> [To do] The data below is to be output in full, unchanged.

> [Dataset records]

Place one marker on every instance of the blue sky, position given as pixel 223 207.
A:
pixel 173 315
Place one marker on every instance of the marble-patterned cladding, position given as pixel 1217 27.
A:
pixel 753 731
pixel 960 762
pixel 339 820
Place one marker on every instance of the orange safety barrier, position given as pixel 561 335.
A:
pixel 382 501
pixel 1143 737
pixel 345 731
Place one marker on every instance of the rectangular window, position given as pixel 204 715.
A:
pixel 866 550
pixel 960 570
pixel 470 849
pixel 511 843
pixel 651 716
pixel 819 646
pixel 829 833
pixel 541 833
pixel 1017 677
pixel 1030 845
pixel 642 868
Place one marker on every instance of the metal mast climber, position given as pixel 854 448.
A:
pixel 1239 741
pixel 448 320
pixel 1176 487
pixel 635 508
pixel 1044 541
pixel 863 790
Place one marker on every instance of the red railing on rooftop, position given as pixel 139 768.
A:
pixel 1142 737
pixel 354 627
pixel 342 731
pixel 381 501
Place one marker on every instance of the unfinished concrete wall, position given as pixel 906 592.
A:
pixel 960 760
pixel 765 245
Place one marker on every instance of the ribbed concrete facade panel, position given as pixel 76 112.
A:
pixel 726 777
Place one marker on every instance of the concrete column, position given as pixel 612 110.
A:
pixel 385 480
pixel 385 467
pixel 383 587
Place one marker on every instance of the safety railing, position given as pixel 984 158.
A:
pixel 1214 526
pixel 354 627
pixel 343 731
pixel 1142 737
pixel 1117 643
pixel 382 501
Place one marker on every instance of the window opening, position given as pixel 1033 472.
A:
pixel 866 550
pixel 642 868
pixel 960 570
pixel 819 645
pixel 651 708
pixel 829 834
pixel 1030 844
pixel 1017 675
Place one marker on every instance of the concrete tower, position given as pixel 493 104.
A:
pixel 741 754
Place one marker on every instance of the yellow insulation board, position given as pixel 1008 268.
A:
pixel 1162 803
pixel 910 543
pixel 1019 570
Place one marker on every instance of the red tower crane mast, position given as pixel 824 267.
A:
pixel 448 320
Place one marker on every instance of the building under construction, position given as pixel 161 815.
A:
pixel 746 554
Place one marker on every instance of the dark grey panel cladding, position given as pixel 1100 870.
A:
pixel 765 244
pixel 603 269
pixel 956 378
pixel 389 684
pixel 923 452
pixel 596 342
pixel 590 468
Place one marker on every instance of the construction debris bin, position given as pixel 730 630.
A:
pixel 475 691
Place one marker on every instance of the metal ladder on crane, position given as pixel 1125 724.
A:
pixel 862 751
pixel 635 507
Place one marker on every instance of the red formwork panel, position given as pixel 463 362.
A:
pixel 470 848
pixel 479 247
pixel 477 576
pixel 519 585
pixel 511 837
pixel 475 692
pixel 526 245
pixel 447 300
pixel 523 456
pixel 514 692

> [Written answer]
Place one marker on every instance of the blue sky, position given as pixel 223 207.
A:
pixel 173 315
Place one marker on every instance of the marble-patterned cladding, position given as pixel 1217 27.
A:
pixel 753 731
pixel 960 762
pixel 339 820
Place one marker on every instance of the orange safety barrier, position given as pixel 561 335.
A:
pixel 382 501
pixel 1143 737
pixel 345 731
Place one marker on every instance of the rectangular window, position given as pixel 204 715.
A:
pixel 866 550
pixel 960 570
pixel 470 849
pixel 511 843
pixel 651 716
pixel 819 646
pixel 829 833
pixel 541 833
pixel 1017 677
pixel 1030 845
pixel 642 868
Place one marker on every instance of the metal mast climber, position given as pixel 854 448.
A:
pixel 1239 741
pixel 448 320
pixel 1176 487
pixel 635 508
pixel 1044 541
pixel 863 790
Place one marker on every instance of the red railing on rooftop, position given as pixel 139 768.
A:
pixel 1142 737
pixel 354 627
pixel 342 731
pixel 381 501
Place one marker on every instance of the unfinished concrete wall, position given as pixel 906 592.
A:
pixel 960 760
pixel 765 245
Place one marker on every instance of the ribbed concrete facade panel, position given as pixel 76 112.
A:
pixel 726 777
Place one marker on every instance of the concrete column, position given as pixel 612 110.
A:
pixel 385 480
pixel 385 467
pixel 383 587
Place one marker on every instance of the safety railing, position given as pixel 984 158.
A:
pixel 1214 526
pixel 354 627
pixel 343 731
pixel 1142 737
pixel 1117 643
pixel 382 501
Place one marker on every instance of the window opening, position given as pixel 1033 472.
A:
pixel 866 550
pixel 642 868
pixel 960 570
pixel 819 645
pixel 651 708
pixel 829 834
pixel 1030 844
pixel 1017 675
Place one marker on every instance of the concrete tower, position given as pixel 493 104.
A:
pixel 741 754
Place one marker on every instance of the yellow insulation board, position given as pixel 1008 268.
A:
pixel 1162 803
pixel 910 543
pixel 1019 570
Place one marker on every instance of the red tower crane mast, position given as pixel 824 267.
A:
pixel 448 320
Place one marker on every instance of the building under construction, position given as pixel 161 815.
A:
pixel 746 554
Place one marker on every instance of the dark grey panel cladding, position given as pixel 1100 870.
A:
pixel 765 244
pixel 603 269
pixel 956 378
pixel 389 684
pixel 923 452
pixel 596 342
pixel 590 468
Place one marker on every instance of the construction debris bin, position given as pixel 730 630.
A:
pixel 475 691
Place one marker on every instance of the metal ladder on crane, position given as pixel 1125 724.
A:
pixel 862 751
pixel 635 507
Place one marker on every instance of the red formwork panel, position given as pixel 463 362.
A:
pixel 470 848
pixel 479 247
pixel 477 576
pixel 519 585
pixel 511 837
pixel 475 692
pixel 526 245
pixel 447 300
pixel 523 456
pixel 514 692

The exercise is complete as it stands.